=== What you need to do ===
In the material below, copy the lines from the one containing "Where can the green" through the end, replacing "yellow petal" with "orange petal" wherever it appears and leaving everything else unchanged.

>> BEGIN Stored data

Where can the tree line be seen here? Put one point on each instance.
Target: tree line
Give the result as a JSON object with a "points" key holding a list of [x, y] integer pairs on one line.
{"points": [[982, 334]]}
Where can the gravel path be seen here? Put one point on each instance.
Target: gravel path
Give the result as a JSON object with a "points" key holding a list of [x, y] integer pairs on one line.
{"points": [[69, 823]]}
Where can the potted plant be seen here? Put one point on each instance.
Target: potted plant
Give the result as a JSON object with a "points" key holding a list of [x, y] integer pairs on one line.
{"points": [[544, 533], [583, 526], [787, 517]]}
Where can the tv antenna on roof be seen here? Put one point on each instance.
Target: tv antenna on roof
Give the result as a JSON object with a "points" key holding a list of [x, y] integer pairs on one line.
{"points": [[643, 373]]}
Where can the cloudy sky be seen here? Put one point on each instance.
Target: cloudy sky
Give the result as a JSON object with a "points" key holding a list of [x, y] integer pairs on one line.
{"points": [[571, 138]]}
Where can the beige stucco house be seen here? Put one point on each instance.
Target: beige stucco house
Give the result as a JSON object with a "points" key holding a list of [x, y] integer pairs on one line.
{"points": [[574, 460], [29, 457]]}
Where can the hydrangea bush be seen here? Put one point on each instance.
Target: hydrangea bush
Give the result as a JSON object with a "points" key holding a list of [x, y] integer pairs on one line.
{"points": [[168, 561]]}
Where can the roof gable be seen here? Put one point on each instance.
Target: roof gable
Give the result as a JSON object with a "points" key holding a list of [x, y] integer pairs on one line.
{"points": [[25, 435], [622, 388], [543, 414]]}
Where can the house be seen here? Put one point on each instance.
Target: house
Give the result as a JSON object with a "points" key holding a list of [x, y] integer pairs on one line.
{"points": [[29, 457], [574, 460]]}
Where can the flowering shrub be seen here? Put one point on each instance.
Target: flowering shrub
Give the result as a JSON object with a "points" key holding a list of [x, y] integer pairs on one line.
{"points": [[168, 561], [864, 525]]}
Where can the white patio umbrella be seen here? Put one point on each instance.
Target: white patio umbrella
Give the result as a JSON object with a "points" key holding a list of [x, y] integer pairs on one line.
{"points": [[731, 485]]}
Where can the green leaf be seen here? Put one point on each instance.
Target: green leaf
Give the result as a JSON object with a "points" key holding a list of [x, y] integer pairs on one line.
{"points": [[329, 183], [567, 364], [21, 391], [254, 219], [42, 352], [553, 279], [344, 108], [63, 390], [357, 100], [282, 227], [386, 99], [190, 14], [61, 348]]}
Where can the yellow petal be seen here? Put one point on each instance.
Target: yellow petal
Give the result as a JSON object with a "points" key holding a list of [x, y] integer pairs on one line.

>> END Stored data

=== Task solution ===
Where can the green leaf be seen here? Put one point on each instance.
Target: green leaf
Give the result as a JSON object with a "points" key holding a list of [x, y] integer pairs on one line.
{"points": [[329, 183], [567, 364], [21, 391], [254, 219], [42, 352], [553, 279], [344, 108], [63, 390], [357, 100], [282, 227], [386, 99], [190, 14], [61, 348]]}
Where can the orange petal be seen here? Put one point on each instance.
Target: orange petal
Give the result as a JSON object with a "points" key holding a list of [x, y] integer pairs on one line.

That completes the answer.